A respeito do Código de Ética, o objetivo é traçar um perfil-modelo que o represente. Ainda que o ponto principal não esteja em determinar o exemplar ideal da Biblioteconomia, aponta-se aqui para uma tentativa de encontrar, nos grandes “espíritos” de nosso campo, posturas e trajetórias éticas vinculadas ao fazer biblioteconômico. Neste estudo, o perfil-modelo é encontrado em Bastos Tigre, que em sua vida foi, em nosso olhar, um exemplo ético de conduta profissional. Para isto, é traçado um paralelo entre o que o Código de Ética pede e o “comportamento” bibliotecário de Bastos Tigre

 

A análise está baseada em uma pesquisa bio-bibliográfica, observando assim vida e obra do indivíduo. A partir deste método, propõe-se um breve histórico da vida de Bastos Tigre como poeta, teatrólogo, engenheiro civil, publicitário, jornalista, compositor, humorista e bibliotecário, e procura-se identificar manifestações éticas em sua atuação neste último fazer. Bastos Tigre foi considerado o primeiro bibliotecário por concurso no Brasil, recebeu várias homenagens, como da Academia Brasileira de Letras e da Sociedade Brasileira de Autores Teatrais. A pesquisa bibliográfica conta com a consulta a documentos autorais, como poemas do autor, além das fontes críticas e biográficas. O estudo pretende demonstrar que o bibliotecário pode, a partir de uma reflexão ética sobre sua formação e sua atuação, modificar as formas de determinação social sobre sua prática. Mais do que isto, o bibliotecário pode encontrar na própria Biblioteconomia, profissionais que apresentam, para além de seu Código de Ética, posturas históricas que conferem novos significados ao bibliotecário.

 

Chama-se aqui a atenção para a baixa frequência de estudos sobre ética na literatura em Biblioteconomia e Ciência da Informação, onde se encontra o discurso sobre o profissional da informação. Como apontamentos conclusivos, atenta-se para uma visão particular sobre o Código de Ética profissional do bibliotecário: antes de tratarmos o documento como um manual de comportamento, é preciso reconhecer que ele é um convite ao estudo ético do bibliotecário, um espaço para reflexão. Determina-se aqui também o perfil de Bastos Tigre como exemplo de bibliotecário brasileiro que confere diferentes sentidos a noção de ética do profissional da informação.

 

2 O que é Ética?

 

Segundo o Aurélio (2008, p. 383) ética é “[...] o estudo do juízo de apreciação que se refere à conduta humana suscetível de qualificação do ponto de vista do bem e do mal”. O berço da ética encontra-se na Grécia. Os filósofos pré-socráticos foram os primeiros a estudar sobre a conduta humana. A ética Grega tinha como objeto resolver os problemas do homem, logo, os problemas políticos. Os sofistas acreditavam que não existia a verdade, erro ou norma, acreditavam que tudo é transitório. Sócrates afirmava que sempre se deve melhorar a conduta. Para seu discípulo, Platão, o homem só existia para o Estado, a moral está na política, e Aristóteles considerava que a felicidade, está no homem ser um bom cidadão. (ASSUMPÇÃO, 1998, p. 19)

### Listagem de dados:
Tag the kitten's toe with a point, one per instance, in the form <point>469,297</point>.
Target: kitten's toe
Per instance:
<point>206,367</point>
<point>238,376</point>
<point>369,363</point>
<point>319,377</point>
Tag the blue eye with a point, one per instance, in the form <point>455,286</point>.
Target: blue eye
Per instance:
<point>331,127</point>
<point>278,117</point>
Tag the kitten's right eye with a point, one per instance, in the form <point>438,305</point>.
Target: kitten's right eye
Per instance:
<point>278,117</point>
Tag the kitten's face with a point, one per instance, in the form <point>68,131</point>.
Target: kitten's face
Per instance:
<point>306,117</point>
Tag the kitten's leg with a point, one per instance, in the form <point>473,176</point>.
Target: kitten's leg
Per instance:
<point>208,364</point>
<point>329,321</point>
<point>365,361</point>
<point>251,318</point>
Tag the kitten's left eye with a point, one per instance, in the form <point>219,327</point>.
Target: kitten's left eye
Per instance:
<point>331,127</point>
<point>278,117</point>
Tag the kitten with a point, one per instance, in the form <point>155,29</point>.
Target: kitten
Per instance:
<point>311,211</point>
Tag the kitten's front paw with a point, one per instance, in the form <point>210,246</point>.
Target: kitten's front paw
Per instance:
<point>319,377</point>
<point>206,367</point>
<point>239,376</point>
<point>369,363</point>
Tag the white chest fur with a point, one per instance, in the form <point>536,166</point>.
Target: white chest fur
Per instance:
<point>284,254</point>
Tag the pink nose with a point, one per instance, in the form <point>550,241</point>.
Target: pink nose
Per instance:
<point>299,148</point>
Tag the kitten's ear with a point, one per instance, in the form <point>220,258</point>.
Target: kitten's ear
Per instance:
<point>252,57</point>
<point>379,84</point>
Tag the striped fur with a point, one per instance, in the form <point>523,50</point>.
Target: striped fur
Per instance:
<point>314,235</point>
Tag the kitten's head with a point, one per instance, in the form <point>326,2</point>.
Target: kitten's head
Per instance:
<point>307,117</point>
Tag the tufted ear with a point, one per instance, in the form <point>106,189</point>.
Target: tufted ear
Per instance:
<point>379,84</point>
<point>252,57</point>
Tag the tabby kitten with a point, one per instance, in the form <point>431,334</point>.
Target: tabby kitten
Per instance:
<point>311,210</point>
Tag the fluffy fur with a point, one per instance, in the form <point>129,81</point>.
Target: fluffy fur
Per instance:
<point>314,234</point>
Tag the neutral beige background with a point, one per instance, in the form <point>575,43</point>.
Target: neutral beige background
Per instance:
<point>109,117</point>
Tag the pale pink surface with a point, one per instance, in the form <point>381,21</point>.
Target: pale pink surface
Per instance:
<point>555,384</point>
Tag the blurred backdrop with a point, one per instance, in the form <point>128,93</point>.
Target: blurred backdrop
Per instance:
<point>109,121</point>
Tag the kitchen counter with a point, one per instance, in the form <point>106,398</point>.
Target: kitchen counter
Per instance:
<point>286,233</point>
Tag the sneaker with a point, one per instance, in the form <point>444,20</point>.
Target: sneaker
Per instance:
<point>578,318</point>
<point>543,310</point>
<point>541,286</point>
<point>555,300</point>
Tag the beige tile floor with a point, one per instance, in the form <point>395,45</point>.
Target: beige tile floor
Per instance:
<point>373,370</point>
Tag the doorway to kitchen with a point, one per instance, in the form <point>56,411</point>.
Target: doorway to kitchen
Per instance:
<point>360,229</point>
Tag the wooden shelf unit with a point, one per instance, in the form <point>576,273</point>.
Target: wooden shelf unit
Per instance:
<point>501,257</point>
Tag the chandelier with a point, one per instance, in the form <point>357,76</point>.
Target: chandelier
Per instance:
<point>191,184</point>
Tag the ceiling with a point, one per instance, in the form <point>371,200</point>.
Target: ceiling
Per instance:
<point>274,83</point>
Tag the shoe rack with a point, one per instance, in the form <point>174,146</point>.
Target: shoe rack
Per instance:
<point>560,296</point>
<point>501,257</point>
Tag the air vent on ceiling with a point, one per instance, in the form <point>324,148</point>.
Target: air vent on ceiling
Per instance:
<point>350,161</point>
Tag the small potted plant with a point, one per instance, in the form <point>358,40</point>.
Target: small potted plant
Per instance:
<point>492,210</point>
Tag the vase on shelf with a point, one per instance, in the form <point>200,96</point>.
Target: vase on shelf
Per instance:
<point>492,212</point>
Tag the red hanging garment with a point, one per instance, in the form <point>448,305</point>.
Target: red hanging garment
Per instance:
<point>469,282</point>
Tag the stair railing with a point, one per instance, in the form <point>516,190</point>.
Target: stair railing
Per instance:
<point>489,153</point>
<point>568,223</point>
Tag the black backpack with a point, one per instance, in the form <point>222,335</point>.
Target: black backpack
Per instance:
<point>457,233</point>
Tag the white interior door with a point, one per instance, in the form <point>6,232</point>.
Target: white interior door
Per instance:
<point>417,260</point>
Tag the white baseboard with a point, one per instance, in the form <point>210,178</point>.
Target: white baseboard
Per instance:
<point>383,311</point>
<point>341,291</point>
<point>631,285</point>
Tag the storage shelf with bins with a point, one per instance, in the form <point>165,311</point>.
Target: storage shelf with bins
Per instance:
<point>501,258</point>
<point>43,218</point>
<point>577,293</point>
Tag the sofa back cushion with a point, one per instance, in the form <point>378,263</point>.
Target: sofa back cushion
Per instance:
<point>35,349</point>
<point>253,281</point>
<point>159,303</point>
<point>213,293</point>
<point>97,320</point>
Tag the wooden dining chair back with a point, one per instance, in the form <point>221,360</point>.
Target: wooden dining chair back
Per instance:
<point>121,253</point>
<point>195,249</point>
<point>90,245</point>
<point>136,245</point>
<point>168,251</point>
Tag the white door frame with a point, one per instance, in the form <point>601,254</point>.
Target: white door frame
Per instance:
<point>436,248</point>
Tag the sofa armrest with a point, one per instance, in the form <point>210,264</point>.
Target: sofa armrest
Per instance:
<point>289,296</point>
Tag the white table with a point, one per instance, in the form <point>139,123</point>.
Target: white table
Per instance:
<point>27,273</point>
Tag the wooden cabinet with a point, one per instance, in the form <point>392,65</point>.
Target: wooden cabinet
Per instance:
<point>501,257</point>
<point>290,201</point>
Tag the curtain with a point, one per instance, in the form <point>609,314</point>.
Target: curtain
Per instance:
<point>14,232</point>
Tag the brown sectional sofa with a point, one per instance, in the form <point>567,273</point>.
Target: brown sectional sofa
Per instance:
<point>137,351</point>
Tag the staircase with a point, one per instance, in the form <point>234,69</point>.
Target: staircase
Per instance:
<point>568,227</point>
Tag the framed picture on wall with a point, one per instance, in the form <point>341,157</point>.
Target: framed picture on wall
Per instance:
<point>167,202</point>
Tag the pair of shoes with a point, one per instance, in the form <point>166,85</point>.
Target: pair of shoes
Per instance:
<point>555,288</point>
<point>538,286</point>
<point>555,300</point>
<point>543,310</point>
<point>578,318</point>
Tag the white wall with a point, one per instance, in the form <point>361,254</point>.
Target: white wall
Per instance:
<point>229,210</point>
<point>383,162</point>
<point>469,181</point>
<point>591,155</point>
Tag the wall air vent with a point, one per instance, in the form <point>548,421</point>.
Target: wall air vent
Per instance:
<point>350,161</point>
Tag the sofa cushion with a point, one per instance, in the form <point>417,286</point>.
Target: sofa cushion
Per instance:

### Requisitos:
- 1) Resuma o texto fornecido em duas frases.
- 2) Transcreva do texto fornecido o trecho que começa em "2 O que é Ética?" e termina em "1998, p. 19)".

### Respostas:
- 1) Por meio de uma pesquisa bio-bibliográfica, o estudo apresenta Bastos Tigre, considerado o primeiro bibliotecário por concurso no Brasil, como perfil-modelo de conduta ética profissional, traçando um paralelo entre o que o Código de Ética pede e o seu comportamento como bibliotecário. O estudo destaca a baixa frequência de estudos sobre ética na literatura em Biblioteconomia e Ciência da Informação e conclui que o Código de Ética, antes de ser tratado como manual de comportamento, deve ser reconhecido como um convite ao estudo ético do bibliotecário e um espaço para reflexão.

- 2)
2 O que é Ética?

 

Segundo o Aurélio (2008, p. 383) ética é “[...] o estudo do juízo de apreciação que se refere à conduta humana suscetível de qualificação do ponto de vista do bem e do mal”. O berço da ética encontra-se na Grécia. Os filósofos pré-socráticos foram os primeiros a estudar sobre a conduta humana. A ética Grega tinha como objeto resolver os problemas do homem, logo, os problemas políticos. Os sofistas acreditavam que não existia a verdade, erro ou norma, acreditavam que tudo é transitório. Sócrates afirmava que sempre se deve melhorar a conduta. Para seu discípulo, Platão, o homem só existia para o Estado, a moral está na política, e Aristóteles considerava que a felicidade, está no homem ser um bom cidadão. (ASSUMPÇÃO, 1998, p. 19)